RECORDS SUPPLIED:
········
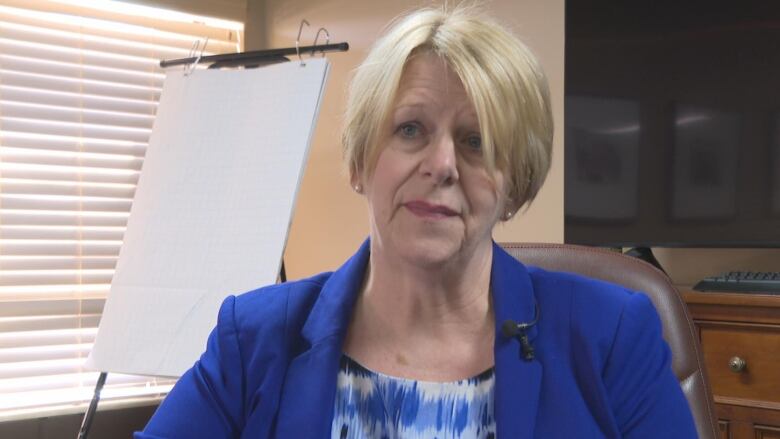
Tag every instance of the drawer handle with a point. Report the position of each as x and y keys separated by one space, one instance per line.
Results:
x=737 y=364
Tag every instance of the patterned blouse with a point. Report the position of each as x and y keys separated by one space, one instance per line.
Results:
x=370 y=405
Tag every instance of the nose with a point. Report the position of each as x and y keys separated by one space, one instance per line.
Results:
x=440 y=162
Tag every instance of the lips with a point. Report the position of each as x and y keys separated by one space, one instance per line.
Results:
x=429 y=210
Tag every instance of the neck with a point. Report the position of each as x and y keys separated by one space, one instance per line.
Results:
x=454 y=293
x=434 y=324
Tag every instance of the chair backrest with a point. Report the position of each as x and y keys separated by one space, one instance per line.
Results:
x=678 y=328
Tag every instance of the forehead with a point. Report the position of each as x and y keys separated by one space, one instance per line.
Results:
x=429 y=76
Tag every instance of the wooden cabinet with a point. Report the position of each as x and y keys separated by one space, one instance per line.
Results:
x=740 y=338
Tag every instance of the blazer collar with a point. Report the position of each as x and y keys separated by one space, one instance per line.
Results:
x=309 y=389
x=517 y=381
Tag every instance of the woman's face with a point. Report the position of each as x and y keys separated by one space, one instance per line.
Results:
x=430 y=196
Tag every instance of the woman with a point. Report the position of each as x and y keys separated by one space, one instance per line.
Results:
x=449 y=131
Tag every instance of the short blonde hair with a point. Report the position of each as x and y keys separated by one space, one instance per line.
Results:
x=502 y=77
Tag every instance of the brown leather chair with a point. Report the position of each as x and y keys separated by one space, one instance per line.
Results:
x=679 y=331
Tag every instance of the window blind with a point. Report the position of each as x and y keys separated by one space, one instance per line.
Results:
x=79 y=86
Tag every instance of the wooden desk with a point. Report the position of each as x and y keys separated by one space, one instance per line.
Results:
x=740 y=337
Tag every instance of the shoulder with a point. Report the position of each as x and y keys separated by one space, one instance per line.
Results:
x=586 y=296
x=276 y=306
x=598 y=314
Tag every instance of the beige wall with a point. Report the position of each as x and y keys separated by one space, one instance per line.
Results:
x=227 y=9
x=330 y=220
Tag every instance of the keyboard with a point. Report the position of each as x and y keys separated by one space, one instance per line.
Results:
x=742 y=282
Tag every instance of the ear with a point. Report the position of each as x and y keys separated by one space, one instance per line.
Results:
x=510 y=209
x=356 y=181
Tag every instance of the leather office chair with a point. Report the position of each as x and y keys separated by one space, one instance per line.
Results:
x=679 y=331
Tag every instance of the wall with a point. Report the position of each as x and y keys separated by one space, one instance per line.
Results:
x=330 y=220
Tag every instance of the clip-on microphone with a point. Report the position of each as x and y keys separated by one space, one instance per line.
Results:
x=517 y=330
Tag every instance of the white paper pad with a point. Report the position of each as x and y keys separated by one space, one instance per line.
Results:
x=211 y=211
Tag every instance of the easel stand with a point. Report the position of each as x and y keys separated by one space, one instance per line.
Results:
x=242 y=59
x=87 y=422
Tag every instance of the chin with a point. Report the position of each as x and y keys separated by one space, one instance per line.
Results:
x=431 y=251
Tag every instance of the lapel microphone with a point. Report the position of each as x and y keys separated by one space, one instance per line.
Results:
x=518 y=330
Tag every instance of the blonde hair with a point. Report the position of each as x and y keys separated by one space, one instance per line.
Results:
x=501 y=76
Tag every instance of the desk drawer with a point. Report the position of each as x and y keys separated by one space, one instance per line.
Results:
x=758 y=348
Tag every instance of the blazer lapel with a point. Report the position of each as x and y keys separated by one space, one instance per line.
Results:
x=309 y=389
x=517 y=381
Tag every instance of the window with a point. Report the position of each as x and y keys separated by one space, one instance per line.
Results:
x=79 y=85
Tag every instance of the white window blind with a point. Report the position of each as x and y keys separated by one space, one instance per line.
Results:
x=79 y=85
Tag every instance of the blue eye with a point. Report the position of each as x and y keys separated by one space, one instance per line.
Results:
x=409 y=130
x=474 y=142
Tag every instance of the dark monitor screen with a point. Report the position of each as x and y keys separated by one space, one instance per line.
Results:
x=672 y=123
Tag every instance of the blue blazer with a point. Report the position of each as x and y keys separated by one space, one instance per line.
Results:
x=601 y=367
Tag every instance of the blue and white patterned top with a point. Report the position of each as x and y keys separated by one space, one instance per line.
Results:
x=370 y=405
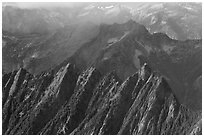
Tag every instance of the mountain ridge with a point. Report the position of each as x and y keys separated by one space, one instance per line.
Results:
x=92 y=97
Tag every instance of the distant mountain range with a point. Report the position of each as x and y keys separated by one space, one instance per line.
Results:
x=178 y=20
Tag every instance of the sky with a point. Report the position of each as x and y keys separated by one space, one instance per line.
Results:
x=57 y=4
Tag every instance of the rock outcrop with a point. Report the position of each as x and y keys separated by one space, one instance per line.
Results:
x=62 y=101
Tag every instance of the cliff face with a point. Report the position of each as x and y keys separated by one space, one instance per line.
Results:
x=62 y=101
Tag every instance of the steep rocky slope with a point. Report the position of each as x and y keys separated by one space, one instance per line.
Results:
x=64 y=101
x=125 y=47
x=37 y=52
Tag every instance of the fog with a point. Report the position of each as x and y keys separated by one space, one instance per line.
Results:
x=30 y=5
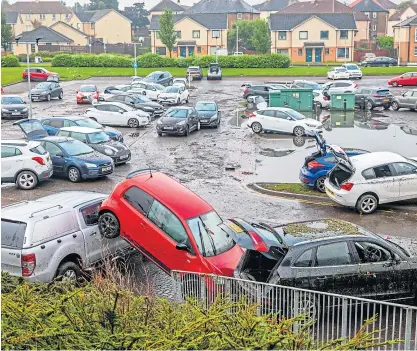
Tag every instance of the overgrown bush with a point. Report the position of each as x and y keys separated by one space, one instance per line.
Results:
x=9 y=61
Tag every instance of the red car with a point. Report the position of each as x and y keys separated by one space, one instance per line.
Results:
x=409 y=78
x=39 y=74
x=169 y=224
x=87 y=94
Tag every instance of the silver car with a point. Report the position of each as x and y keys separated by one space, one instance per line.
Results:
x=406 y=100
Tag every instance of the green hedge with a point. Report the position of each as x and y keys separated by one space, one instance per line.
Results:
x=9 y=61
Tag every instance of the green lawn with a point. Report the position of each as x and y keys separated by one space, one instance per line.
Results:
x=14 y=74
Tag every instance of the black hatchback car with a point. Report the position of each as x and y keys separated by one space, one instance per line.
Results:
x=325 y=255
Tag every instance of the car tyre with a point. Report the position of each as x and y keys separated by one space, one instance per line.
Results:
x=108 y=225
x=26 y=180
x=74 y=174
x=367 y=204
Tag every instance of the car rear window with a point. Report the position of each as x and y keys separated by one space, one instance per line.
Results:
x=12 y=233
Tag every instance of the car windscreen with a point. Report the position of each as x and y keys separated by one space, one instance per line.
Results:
········
TASK DESCRIPTION: Exclude the pictures. Write out the remaining data exactly.

SOLUTION BELOW:
Tag every instance of the drawer handle with a point. Report the position of each as x and y keys separated by one space, one instance per line.
Results:
x=737 y=364
Tag every instance of the patterned blouse with a point. Report the position of each as x and y keys separated by one space, one instance per line.
Results:
x=370 y=405
Tag every instance of the nose with a point. Report the position of each as x and y keys separated by one space, one instance per line.
Results:
x=440 y=162
Tag every instance of the lips with a point. Report the position of each as x and y keys separated by one space, one instance per line.
Results:
x=429 y=210
Tag every instance of the neck with a point. Report the position of each as x and y keys separated by one space, one instance per line.
Results:
x=454 y=293
x=434 y=324
Tag every instance of the chair backrest with a point. Report the position of each as x and y keys separated by one space, one instance per line.
Results:
x=678 y=328
Tag every instance of the forehead with a point. Report the position of each as x and y keys separated by one space, one instance per line.
Results:
x=429 y=76
Tag every instance of the wooden cabinet with a point. Report the position of each as x and y keys separated by one space, one instance per line.
Results:
x=740 y=338
Tag every instance of the blazer collar with a point. Report the position of each as x and y keys separated by one space, one instance per line.
Results:
x=309 y=389
x=517 y=381
Tag every instance of the woman's face with a point. Report the position of each as x and y keys separated by one space, one instance per line.
Results:
x=430 y=196
Tag every instance of the woman with a point. Report the position of each as x and y keys separated by one space, one instance per line.
Results:
x=449 y=131
Tag every instance of the short blonde hair with a point. Report the position of each as x and y keys separated by one space, one instance per line.
Results:
x=502 y=77
Tag every instance of the brown leather chair with a point. Report the position of each as x and y keys separated by one space, one instance per line.
Results:
x=679 y=331
Tag every instance of the window blind with a point. Report the position of each as x and y keys separated by one space, one instance per line.
Results:
x=79 y=86
Tag every instance of the wooden desk with a point. Report the position of each as x and y keys separated by one space, one instance per line.
Results:
x=740 y=337
Tag every instance of the shoulder with a point. Report the position of each as x and y keys separated by one space, one instance per line.
Results:
x=586 y=296
x=276 y=306
x=598 y=314
Tag every instance of the beige wall with a point. Report the position of each as x and y keys separated by one space, one instance per line.
Results:
x=227 y=9
x=330 y=220
Tag every instance of the keyboard with a point. Report the position of each as x and y keys separated by one space, one instance per line.
Results:
x=742 y=282
Tag every instance of the ear with a point. Report the position of each as x and y keys separated by one space, one instance per line.
Results:
x=510 y=209
x=356 y=181
Tag every instance of the leather office chair with a point. Report the position of each as x and y keys separated by one space, one instance per line.
Results:
x=679 y=331
Tag every instance of the wall with a point. Report the position of each as x and y keys separated by one space, one instance per line.
Results:
x=330 y=220
Tag every instance of the clip-on microphone with a point. Report the position of each as x and y keys separated by one space, one instance per line.
Results:
x=517 y=330
Tag every instance of the white paper pad with a point. Report the position of each as x and y keys separated by one space, one instance per line.
Results:
x=211 y=211
Tag every instance of the easel stand with a point. Report the position of each as x and y keys separated by one space, one instance per line.
Results:
x=242 y=59
x=87 y=422
Tag every instance of the chin with a point. Report the position of each as x and y keys separated by one space, one instance per line.
Results:
x=431 y=251
Tag every instance of the lapel microphone with a point. Report the position of each as x and y keys separated by one space, one instance per line.
Results:
x=518 y=330
Tag every instance of the blonde hair with a point. Report the position of each as x and y keys separated by one space, one instance per line.
Results:
x=501 y=76
Tag every instance of the desk drawer with a point. Report the position of each as x and y keys separated by one space, one instance per line.
Results:
x=758 y=348
Tag every instance of the blazer lapel with a point. Report the position of each as x and y keys separated by one space, one instance per line.
Results:
x=309 y=389
x=517 y=381
Tag every instance of the window with a point. Report the position of each as x and y keys separated by one space, one instance per line.
Results:
x=79 y=85
Tag every instance of the white window blind with a point. Report the position of each as x and y keys separated by one space, one instance per line.
Results:
x=79 y=85
Tag every instance of the blue eye with a point. Report the position of each as x and y keys separated by one space, one instance per line.
Results:
x=409 y=130
x=474 y=142
Tag every instance of the dark monitor screen with a point. Report the position of each as x and y keys separated by one space, one instance per line.
Results:
x=672 y=123
Tag every instance of the blue blazer with a point. Report the position of each as x and y keys separated by one space, one instance per line.
Results:
x=601 y=367
Tag every instance of the blue and white patterned top with a point. Report the position of each as x and y keys separated by one space, one instance per line.
Results:
x=370 y=405
Tag every instance of the mountain ridge with a point. Report the position of each as x and y keys separated by one space, one instance per line.
Results:
x=92 y=97
Tag every instance of the distant mountain range with a point. Report the position of each as x and y keys separated by one space, one instance per line.
Results:
x=178 y=20
Tag every instance of the sky with a point. Report the position of each as x and y keys separated by one space, one instance per line.
Results:
x=57 y=4
Tag every instance of the rock outcrop with a point. Report the position of each as x and y keys separated by one space, one instance per line.
Results:
x=62 y=101
Tag every instance of the cliff face with a point. Report the position of each as x and y keys separated by one space, one instance per line.
Results:
x=62 y=101
Tag every instance of the steep rocky slope with a point. Report the position of each as x and y keys separated by one space, one instance per line.
Results:
x=64 y=101
x=125 y=47
x=37 y=52
Tag every instance of the fog with a point. Report the position of each as x and y keys separated by one space, one instance per line.
Results:
x=30 y=5
Tag every instance of the overgrown bush with a point. Report the position of each as x and y keys separated by one space, one instance per line.
Results:
x=9 y=61
Tag every instance of the red car with a point. Report the position of each as x and y keys separated by one space, one instance per line.
Results:
x=409 y=78
x=39 y=74
x=169 y=224
x=87 y=94
Tag every instance of the silver car with a point. Report the position of each as x and y keys separated by one space, one instance per line.
Results:
x=406 y=100
Tag every instance of the green hedge with a point. Report the position of each as x and y keys separated by one space, one instance per line.
Results:
x=9 y=61
Tag every instance of the green lawn with a point. Report the position of each as x and y keys separated by one space, one instance per line.
Results:
x=14 y=74
Tag every instance of the black hatchback car with a point. Report the position of each as x and y keys separated by one space, one instance per line.
Results:
x=325 y=255
Tag every instance of the car tyre with a point. Report the position of each as x and y keys separated by one space, one instance per line.
Results:
x=108 y=225
x=26 y=180
x=74 y=174
x=367 y=204
Tag every instance of the car rear window with a point. Report the position of each as x and y keys separated by one space, one instance per line.
Results:
x=12 y=233
Tag every instance of the car windscreen with a point. Report the position of each as x and y keys separated by one space, one instance per line.
Results:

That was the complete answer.